- Opening Delimiter -

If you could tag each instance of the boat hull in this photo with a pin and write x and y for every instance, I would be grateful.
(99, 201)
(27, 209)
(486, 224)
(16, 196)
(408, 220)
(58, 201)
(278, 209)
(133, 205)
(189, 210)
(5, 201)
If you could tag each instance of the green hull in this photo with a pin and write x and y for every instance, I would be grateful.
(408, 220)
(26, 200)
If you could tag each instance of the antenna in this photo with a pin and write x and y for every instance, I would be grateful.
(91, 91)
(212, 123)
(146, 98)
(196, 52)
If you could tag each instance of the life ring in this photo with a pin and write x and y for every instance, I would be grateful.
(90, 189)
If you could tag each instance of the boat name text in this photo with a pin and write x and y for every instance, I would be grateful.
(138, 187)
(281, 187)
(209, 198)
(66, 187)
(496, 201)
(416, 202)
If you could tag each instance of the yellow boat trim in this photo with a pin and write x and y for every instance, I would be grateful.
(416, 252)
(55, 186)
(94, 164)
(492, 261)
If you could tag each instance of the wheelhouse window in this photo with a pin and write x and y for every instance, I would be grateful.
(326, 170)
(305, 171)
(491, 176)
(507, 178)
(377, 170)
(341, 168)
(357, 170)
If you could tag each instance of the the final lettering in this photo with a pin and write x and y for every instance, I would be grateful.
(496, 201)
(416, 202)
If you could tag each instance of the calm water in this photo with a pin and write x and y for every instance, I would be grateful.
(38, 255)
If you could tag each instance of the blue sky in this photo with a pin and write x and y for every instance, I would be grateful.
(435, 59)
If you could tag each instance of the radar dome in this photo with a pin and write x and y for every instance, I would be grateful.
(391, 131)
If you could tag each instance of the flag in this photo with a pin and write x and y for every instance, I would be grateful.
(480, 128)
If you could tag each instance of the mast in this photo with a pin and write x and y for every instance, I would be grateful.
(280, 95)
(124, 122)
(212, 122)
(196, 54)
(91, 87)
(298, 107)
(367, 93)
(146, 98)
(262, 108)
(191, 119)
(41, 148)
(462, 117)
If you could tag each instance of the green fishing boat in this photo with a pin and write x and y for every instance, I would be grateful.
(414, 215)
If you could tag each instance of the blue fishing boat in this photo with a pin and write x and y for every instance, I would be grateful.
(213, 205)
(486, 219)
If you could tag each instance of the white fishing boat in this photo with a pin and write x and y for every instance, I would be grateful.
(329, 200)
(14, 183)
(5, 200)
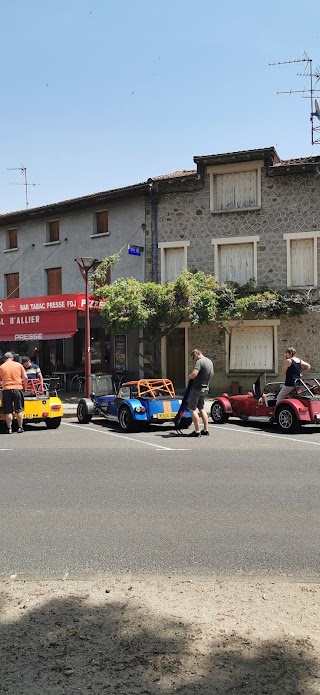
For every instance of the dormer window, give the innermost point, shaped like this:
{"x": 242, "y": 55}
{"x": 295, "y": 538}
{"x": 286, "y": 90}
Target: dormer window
{"x": 235, "y": 187}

- Closing Delimiter -

▸ **Exercise prompt**
Reproduce exactly the lines above from the one with "If you could tag each instance of the calm" through the last line of the data, keeping both ends and dropping the pictures.

▸ **Answer below**
If you could tag each instance of the calm water in this photo with a pin and write x and y for every instance, I would be grateful.
(38, 255)
If you could tag each instance of the blue sky in this photo with a pin and write x and y for every instance, I would be grateful.
(435, 59)
If you could tag each instance of the radar dome in this photo with a pin and write x and y for every instance, I would be grateful.
(391, 131)
If you could tag each instance of the flag in this photo with a pin and write x and y for every instance, I would be grateful.
(480, 128)
If you could tag each instance of the mast in this photo with a pin and write x and y for every instance, I would be grateful.
(280, 95)
(124, 122)
(212, 122)
(196, 54)
(91, 87)
(298, 107)
(367, 93)
(146, 98)
(262, 108)
(191, 119)
(41, 148)
(462, 117)
If you could tag each instance of the green fishing boat in this photo with a pin and write x and y for every instance, I would be grateful.
(414, 215)
If you could tag each instance of the blue fishing boat in this photo with a pin and write x and y for every instance, I would be grateful.
(213, 205)
(486, 219)
If you could tag each instance of the white fishing boat in this photo with a pin and write x and y for every instance, I would be grateful.
(329, 200)
(14, 183)
(5, 200)
For every instance of the dormer window, give the innermost point, shaped like this:
{"x": 242, "y": 55}
{"x": 295, "y": 538}
{"x": 286, "y": 90}
Target: dormer window
{"x": 235, "y": 187}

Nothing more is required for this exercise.